* [Task description]:
Copy each line that includes the string "photo" from the material into your answer.

Start of Data extracts

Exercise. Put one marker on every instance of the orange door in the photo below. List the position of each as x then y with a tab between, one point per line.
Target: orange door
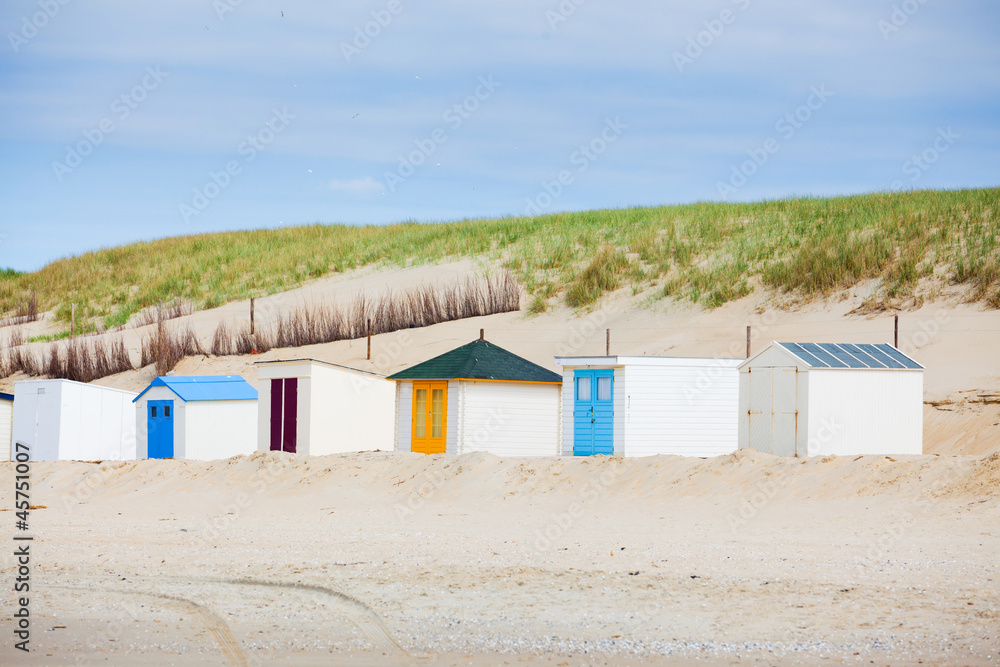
430	417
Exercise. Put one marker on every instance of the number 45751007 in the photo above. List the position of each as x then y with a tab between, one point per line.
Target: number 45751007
22	484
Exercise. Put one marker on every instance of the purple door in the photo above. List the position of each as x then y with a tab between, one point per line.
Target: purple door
284	414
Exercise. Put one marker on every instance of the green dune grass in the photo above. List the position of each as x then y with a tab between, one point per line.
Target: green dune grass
707	253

End of Data extracts

* [Exercise result]:
Exercise. Put one marker on every instance of the orange door in the photo below. List the position of each as x then y with a tab between, one point per line.
Exercise. Put one marker on every instance of the number 45751007 in the photo above. List the position of each as x then y with a tab between, one point per line.
Exercise. Put one marker on every instance of the purple door in the photo above. List the position of each as x then y with a tab between, one point per line.
Exercise. Put one marker on every instance of the green dune grass in the photo above. List the position of each as x then y with a tab between, one point per line.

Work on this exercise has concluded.